[Record extracts]:
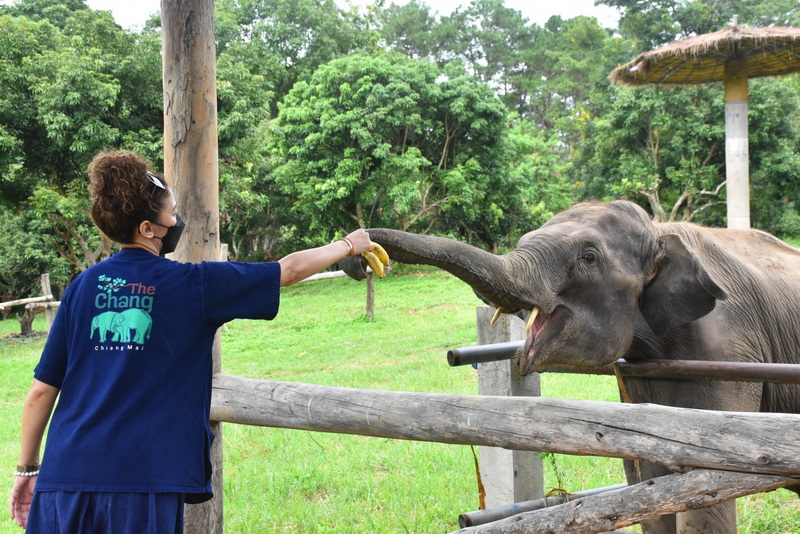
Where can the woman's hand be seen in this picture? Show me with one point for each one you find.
(360, 240)
(21, 496)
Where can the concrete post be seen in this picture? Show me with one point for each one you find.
(737, 152)
(507, 476)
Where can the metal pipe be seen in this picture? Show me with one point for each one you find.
(483, 353)
(481, 517)
(779, 373)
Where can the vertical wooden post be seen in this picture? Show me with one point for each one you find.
(370, 307)
(508, 476)
(49, 313)
(191, 166)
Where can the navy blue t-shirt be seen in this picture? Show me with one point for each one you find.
(130, 350)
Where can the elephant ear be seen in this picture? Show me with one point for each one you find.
(682, 290)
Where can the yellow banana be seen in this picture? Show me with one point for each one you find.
(374, 263)
(381, 253)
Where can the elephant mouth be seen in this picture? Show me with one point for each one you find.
(537, 323)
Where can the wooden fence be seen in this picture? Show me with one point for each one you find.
(735, 454)
(36, 304)
(717, 456)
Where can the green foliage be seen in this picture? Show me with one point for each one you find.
(385, 141)
(25, 254)
(290, 480)
(789, 223)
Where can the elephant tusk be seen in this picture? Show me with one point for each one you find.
(496, 315)
(532, 318)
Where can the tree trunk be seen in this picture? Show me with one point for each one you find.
(191, 166)
(26, 321)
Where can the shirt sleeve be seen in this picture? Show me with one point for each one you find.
(233, 290)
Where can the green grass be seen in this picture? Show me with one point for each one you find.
(294, 481)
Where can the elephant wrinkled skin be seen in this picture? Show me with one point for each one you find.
(606, 283)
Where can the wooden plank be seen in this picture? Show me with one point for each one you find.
(20, 302)
(676, 437)
(641, 502)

[Description of the task]: Rewrite the lines above with every "elephant" replaced by "animal" and nothing else changed. Leave the pictures out.

[Reply to the task]:
Where can the woman's hand be seen in this picture? Show me with one point for each one you find.
(360, 240)
(21, 496)
Where can the concrete post be seen in this picture? Show me with one point for each one you find.
(737, 152)
(507, 476)
Where can the metal pipe be seen in this picture? Show me with one point for each one you find.
(483, 353)
(481, 517)
(779, 373)
Where can the vertical wooden post be seen in this picture? Show me with one point for each one you find.
(370, 307)
(508, 476)
(49, 313)
(191, 166)
Where can the navy blue t-shirt be seen in this picture? Show me with one point for each one you find.
(130, 350)
Where can the animal ear be seen in this picture? Show me with one point for each one you find.
(682, 290)
Where can the yellow banana be seen in this picture? Show me with one point for each one you find.
(374, 263)
(381, 253)
Where can the animal mouth be seen in this picture? Show me with one point for each one you find.
(537, 323)
Where can the wooden fence be seen in this picture? Show me with one point for each one you find.
(735, 454)
(36, 304)
(717, 456)
Where can the green foliage be seen in this picture? Show me with one point for each one you find.
(385, 141)
(25, 254)
(290, 480)
(789, 223)
Where can the animal tusk be seen in this picture? Show me with one point for each one you find.
(496, 315)
(532, 318)
Where can the tree trunk be seen in this picture? Show me with one point for each one you find.
(191, 166)
(26, 321)
Where can the shirt sleeve be seen in this picture? Show me with one point for each one you find.
(233, 290)
Where can the green grass be seen in this picture? Show me with one point for each one you find.
(294, 481)
Where can the animal wrinkled skin be seen in this picture? Show me with one point for each one you find.
(606, 283)
Where can the wooden plank be seen in this picture? Show me with one point for each one you find.
(20, 302)
(676, 437)
(641, 502)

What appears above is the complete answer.